Huh? I thought the point of vagrant was to just boot up a known image. Then you have veewee which can build an image suitable for vagrant from kickstart or whatever. Can you elaborate on your concerns? Thanks!

contingencies · on Aug 27, 2013

There is a fallacy in here...

Provisioners in Vagrant allow you to automatically install software, alter configurations, and more on the machine as part of the vagrant up process.

This is useful since boxes typically aren't built perfectly for your use case. Of course, if you want to just use vagrant ssh and install the software by hand, that works. But by using the provisioning systems built-in to Vagrant, it automates the process so that it is repeatable.

It's the last part of the final sentence. You can't prove something is repeatable if it's potentially accessing the internet, date and time logic, etc. Cloning an image is a lot more repeatable (and known quantity) than re-massaging one in to existence.

I term the class of IMHO misdirected systems administration tools that attempt the latter PFCTs (post-facto configuration tinkerers). Vagrant is on the better end of these (at least it focuses on one-time instantiation versus constant modification). Other tools such as puppet could be construed as encouraging long term modification without a clean reference at all, thus potentially resulting in configuration drift.

It seems clear to me that this class of tool grew somewhat organically from classical systems administration and is not the most rigorous of approaches in this era of cheap virtualization and instant cloud-based provisioning.

philips · on Aug 26, 2013

CoreOS runs on Xen, QEMU/KVM, and we will do bare metal soon too.

Vagrant is just one of the options for running CoreOS that lots of people like because it is easy to test out. It isn't the only option though. What do you mean by paravirt?

contingencies · on Aug 27, 2013

http://en.wikipedia.org/wiki/Paravirtualization

My comment was about running arbitrary things on CoreOS, not the other way around. (Sorry if perhaps I wasn't clear enough, IMHO it goes without saying that Linux will run on any standard platform.)

binarycrusader · on Aug 26, 2013

(disclaimer: I'm a developer on the Image Packaging System project: https://java.net/projects/ips/)

I think there's been some editorialising of the title as I don't see that the author of OSTree claims that it's a "robust" solution (alone).

| PROBLEMS AND TASKS |
1. In the forum thread, which platforms does CoreOS run on?
2. Do these statements agree with the forum thread? Answer yes or no for each, and quote the words of the thread that decide it.
(a) Vagrant focuses on one-time instantiation rather than constant modification.
(b) Vagrant is the only option for running CoreOS.
(c) binarycrusader is a developer on the OSTree project.
3. Reproduce the part of the forum thread starting at "I term the class" and ending at "instant cloud-based provisioning.".

| SUPPLIED MATERIAL |
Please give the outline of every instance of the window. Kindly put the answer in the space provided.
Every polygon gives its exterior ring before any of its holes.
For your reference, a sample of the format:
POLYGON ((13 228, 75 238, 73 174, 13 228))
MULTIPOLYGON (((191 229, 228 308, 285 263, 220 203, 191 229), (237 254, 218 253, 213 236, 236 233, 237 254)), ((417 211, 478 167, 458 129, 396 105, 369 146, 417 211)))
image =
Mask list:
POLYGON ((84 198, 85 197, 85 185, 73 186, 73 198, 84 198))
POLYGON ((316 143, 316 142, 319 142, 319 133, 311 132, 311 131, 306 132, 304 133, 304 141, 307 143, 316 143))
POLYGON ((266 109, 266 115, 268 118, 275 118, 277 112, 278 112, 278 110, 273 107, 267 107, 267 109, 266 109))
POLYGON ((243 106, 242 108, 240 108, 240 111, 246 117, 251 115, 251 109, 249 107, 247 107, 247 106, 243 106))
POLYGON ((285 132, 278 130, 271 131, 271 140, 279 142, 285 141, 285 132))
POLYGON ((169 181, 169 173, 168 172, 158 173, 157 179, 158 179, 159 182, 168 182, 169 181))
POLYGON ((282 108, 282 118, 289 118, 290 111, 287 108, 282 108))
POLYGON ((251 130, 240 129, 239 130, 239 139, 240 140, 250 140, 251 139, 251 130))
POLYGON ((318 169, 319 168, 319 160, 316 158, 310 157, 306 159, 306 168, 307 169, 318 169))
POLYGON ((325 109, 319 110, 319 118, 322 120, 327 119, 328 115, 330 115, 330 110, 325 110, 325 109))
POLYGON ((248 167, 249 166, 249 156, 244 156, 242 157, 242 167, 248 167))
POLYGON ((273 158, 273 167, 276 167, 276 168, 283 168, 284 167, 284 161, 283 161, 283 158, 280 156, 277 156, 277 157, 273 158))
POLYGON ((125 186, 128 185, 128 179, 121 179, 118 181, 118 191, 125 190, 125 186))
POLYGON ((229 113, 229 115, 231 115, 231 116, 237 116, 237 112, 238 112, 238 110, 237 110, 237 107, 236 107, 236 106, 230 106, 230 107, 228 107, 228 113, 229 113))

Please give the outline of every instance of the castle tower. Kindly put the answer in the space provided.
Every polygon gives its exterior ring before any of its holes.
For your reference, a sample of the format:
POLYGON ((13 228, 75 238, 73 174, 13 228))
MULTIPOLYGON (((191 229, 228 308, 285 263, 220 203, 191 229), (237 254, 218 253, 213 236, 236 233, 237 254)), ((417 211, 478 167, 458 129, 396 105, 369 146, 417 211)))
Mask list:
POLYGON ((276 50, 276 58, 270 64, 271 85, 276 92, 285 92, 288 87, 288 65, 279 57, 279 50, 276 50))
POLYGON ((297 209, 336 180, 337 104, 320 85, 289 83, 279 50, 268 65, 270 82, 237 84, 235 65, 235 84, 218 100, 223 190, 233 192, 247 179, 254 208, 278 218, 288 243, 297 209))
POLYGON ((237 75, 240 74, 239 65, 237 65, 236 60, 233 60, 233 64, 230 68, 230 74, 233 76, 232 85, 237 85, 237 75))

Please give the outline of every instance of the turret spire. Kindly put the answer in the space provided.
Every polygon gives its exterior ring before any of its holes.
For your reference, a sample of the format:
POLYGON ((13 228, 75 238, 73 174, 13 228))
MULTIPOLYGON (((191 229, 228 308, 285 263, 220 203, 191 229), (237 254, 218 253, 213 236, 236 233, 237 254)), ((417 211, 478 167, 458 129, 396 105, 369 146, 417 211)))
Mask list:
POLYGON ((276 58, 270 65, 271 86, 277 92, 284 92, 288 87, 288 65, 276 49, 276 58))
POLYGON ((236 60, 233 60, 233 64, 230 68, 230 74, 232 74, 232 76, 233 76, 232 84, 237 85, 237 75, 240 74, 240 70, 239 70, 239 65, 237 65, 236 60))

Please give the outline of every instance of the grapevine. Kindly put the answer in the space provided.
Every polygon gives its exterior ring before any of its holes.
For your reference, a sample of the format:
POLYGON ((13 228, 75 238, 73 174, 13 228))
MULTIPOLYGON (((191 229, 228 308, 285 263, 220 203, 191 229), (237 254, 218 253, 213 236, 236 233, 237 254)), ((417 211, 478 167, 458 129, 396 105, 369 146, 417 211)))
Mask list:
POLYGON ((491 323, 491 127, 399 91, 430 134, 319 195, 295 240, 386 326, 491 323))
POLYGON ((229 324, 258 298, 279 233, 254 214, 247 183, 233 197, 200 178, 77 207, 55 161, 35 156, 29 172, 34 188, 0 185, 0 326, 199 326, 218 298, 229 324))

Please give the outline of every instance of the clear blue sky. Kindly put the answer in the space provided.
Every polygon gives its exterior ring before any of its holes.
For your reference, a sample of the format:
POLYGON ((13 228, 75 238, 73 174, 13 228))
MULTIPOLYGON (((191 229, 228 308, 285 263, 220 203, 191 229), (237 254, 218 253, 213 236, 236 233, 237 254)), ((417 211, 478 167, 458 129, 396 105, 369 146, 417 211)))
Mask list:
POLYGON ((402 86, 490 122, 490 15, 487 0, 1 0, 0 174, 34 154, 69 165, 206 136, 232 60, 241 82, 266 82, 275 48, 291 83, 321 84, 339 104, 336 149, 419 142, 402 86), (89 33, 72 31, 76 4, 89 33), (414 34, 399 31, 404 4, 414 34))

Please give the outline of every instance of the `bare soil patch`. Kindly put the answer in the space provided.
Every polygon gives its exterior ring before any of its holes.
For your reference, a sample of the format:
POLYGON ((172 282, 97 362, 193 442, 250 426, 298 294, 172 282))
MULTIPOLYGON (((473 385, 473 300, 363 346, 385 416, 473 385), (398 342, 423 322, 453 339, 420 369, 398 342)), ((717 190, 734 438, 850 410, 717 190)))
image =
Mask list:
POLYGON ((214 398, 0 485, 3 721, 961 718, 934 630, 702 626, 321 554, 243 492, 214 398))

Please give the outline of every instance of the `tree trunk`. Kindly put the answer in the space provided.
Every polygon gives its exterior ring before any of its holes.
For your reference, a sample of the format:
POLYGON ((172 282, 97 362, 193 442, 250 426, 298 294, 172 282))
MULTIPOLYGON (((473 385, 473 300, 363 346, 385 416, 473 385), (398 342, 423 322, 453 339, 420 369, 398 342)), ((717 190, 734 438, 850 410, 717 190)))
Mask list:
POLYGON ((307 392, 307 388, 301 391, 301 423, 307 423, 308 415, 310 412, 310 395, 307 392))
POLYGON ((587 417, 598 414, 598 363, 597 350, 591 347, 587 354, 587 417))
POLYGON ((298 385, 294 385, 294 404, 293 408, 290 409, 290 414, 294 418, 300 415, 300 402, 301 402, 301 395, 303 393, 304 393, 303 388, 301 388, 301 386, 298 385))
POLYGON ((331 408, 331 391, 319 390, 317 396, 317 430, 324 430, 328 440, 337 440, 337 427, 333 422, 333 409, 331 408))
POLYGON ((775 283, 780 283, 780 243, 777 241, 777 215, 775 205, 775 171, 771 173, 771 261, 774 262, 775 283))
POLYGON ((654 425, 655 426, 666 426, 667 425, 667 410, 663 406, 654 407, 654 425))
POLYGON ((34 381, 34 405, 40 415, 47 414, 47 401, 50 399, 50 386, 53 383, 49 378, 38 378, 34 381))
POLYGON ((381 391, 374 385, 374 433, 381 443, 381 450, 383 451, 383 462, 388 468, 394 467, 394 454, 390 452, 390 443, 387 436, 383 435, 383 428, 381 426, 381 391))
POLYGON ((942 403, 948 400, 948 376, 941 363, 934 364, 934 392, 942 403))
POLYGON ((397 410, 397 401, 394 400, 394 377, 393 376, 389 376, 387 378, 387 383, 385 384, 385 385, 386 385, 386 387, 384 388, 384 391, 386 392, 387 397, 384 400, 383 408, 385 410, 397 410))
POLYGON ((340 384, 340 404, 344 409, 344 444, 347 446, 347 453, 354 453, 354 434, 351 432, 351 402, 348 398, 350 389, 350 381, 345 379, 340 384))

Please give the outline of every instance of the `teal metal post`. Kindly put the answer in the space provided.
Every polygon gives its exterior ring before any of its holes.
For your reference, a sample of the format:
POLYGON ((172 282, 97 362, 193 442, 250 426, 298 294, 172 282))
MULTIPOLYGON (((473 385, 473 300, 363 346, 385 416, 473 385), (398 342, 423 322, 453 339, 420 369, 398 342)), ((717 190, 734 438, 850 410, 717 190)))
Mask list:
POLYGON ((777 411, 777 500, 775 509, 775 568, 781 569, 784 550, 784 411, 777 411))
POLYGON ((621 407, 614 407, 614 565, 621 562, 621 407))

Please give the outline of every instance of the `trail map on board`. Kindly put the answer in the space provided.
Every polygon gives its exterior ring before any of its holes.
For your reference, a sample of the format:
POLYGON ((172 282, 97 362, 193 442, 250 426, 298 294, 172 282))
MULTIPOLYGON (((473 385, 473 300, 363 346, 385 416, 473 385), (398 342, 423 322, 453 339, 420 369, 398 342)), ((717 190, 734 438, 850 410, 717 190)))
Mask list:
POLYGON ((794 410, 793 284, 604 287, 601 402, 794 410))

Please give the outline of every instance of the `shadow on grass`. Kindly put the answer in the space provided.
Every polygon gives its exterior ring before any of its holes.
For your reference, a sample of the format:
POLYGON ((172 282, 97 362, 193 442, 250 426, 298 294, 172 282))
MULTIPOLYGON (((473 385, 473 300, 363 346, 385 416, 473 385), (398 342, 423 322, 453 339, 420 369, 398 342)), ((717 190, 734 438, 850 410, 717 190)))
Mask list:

| SOLUTIONS IN ORDER |
1. Xen and QEMU/KVM, with bare metal planned soon.

2.
(a) Yes: "at least it focuses on one-time instantiation versus constant modification"
(b) No: "It isn't the only option though."
(c) No: "I'm a developer on the Image Packaging System project"

3.
I term the class of IMHO misdirected systems administration tools that attempt the latter PFCTs (post-facto configuration tinkerers). Vagrant is on the better end of these (at least it focuses on one-time instantiation versus constant modification). Other tools such as puppet could be construed as encouraging long term modification without a clean reference at all, thus potentially resulting in configuration drift.

It seems clear to me that this class of tool grew somewhat organically from classical systems administration and is not the most rigorous of approaches in this era of cheap virtualization and instant cloud-based provisioning.